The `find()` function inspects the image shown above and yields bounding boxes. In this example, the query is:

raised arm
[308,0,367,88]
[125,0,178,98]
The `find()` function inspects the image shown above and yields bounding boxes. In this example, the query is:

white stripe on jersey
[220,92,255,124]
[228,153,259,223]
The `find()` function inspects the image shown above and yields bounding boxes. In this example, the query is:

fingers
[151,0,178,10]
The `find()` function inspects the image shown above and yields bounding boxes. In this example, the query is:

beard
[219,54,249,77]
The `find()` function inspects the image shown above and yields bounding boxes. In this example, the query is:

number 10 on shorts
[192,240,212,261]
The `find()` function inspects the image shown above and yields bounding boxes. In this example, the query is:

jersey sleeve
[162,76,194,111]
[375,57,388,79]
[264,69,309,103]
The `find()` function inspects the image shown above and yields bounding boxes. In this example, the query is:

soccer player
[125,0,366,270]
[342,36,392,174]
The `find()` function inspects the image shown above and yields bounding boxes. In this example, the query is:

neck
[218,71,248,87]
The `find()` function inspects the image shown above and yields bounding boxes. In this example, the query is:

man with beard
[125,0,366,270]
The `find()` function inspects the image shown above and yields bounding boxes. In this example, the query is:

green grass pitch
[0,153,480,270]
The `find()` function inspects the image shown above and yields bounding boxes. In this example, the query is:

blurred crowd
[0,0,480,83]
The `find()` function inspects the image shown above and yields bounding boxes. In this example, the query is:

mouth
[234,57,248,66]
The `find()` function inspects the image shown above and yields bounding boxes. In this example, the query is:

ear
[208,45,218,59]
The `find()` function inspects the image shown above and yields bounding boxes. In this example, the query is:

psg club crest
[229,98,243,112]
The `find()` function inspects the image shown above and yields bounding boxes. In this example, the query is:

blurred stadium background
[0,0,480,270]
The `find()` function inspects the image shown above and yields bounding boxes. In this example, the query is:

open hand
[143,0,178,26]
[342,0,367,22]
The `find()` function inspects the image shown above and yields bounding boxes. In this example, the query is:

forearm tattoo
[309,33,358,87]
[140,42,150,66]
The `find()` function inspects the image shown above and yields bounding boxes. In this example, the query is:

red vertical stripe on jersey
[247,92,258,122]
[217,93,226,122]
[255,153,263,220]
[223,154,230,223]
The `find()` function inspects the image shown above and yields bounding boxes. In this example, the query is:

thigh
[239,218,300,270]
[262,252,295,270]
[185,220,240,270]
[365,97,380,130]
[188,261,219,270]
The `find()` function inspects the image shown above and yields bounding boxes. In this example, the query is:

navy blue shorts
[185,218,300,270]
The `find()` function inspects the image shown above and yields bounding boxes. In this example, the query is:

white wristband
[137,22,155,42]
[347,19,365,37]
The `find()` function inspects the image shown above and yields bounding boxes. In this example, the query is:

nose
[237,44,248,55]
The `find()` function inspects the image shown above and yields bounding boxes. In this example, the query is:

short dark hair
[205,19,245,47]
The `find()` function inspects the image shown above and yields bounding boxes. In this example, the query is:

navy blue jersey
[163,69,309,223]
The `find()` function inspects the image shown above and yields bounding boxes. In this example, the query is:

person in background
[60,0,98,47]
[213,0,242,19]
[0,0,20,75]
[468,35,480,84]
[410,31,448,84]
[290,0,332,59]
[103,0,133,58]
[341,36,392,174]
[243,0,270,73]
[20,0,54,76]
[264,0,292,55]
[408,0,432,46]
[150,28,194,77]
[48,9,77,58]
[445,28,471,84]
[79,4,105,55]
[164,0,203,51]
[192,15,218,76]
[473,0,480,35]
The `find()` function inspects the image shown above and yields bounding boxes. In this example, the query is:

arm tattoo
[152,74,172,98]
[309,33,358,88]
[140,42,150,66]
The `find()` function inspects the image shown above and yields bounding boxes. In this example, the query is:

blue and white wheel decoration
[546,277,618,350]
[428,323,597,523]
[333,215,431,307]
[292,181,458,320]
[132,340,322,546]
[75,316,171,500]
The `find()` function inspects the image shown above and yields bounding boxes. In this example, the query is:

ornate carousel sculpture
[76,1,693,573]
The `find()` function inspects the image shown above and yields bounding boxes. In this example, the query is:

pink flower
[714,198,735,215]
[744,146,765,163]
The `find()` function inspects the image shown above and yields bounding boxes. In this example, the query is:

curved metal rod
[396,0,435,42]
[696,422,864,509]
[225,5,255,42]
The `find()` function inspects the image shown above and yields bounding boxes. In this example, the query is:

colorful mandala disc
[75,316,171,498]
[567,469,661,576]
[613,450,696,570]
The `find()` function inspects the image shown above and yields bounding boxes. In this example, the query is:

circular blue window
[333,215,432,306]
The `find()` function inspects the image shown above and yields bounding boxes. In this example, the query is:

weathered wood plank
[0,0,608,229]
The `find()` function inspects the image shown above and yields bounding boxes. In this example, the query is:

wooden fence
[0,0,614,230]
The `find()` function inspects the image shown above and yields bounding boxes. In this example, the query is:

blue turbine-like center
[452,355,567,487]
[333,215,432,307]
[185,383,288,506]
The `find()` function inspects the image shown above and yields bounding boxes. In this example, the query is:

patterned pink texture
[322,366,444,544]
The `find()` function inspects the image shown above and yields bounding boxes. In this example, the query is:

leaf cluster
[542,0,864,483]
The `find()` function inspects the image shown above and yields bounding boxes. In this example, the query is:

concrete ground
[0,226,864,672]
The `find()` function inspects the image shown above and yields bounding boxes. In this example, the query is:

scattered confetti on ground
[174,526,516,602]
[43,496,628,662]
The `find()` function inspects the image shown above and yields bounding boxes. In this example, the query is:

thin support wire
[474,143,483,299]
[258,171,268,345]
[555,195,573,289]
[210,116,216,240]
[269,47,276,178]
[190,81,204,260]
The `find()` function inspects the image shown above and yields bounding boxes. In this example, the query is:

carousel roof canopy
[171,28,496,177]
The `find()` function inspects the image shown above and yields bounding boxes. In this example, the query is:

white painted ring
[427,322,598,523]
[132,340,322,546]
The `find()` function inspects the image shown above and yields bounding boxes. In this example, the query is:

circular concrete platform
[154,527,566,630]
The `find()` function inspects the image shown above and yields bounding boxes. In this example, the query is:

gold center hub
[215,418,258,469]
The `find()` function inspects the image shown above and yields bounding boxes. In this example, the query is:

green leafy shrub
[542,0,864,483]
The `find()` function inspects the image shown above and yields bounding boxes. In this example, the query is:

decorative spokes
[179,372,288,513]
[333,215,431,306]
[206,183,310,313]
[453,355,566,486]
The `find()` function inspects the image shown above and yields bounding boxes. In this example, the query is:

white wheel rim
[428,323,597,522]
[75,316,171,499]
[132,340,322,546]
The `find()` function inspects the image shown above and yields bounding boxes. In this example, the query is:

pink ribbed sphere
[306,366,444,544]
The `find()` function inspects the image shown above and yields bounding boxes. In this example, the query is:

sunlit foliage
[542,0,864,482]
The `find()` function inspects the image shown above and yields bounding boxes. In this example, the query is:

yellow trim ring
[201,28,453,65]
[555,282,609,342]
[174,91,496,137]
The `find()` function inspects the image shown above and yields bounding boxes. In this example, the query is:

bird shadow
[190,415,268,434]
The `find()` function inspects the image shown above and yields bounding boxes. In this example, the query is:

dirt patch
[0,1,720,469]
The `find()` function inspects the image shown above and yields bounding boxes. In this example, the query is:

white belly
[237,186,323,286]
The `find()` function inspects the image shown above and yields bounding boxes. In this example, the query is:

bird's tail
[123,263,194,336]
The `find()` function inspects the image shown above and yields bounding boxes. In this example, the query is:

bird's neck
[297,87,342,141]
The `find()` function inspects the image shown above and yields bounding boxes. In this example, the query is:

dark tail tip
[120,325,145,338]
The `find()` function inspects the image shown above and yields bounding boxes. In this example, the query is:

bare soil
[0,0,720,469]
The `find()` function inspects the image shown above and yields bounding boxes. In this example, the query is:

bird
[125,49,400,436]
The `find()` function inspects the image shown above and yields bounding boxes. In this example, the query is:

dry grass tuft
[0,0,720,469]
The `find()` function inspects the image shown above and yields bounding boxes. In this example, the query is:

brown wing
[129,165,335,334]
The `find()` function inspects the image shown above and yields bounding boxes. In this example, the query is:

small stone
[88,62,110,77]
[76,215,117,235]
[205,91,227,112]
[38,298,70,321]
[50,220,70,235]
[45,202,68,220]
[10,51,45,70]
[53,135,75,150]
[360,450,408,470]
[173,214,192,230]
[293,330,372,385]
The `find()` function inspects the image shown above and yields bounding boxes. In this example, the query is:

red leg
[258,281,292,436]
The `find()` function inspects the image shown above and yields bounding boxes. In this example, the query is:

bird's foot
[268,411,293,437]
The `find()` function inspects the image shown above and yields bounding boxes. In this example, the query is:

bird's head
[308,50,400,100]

# # # #

• _THE PROBLEM_:
Locate each line in the listing above that contains the word "wheel" and copy those lines out.

• _ANSWER IN FULL_:
blue and white wheel decoration
white wheel rim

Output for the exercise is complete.